Write out every line from the one containing "A point marks every instance of the blurred child's" through the last line, inclusive, and increase each coordinate in the answer points by 134. Leave all other lines as they are.

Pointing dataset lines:
####

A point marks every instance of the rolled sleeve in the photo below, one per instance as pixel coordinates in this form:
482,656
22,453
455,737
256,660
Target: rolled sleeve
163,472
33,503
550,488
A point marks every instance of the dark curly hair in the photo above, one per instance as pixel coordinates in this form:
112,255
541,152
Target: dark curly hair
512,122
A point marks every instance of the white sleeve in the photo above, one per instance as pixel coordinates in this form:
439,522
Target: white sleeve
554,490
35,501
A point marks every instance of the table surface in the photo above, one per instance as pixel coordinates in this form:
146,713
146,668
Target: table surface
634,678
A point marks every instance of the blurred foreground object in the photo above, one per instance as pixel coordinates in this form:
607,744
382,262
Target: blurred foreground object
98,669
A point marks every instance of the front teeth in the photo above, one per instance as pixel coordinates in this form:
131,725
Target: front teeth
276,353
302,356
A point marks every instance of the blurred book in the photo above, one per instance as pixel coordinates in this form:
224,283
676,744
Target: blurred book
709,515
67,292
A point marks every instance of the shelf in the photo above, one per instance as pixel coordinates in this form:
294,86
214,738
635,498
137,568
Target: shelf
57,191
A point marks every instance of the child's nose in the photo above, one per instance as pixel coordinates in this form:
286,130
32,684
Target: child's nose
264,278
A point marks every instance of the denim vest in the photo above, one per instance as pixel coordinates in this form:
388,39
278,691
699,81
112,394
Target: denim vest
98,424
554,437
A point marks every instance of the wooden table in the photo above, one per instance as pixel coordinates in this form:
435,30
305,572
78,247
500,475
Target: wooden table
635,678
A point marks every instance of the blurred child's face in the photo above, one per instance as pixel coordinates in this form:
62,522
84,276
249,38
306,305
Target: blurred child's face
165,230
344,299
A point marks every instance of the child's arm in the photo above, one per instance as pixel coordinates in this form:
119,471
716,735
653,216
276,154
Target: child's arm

####

Full answer:
A point marks every instance of the blurred child's face in the photo above, one per instance as pixel coordinates in this form:
62,522
84,276
249,38
306,305
Target: blurred child's face
299,364
478,433
A point marks every instance of the child's arm in the photo above, one per instance as pixel coordinates in this form:
119,471
716,735
653,216
276,154
Target: child's arm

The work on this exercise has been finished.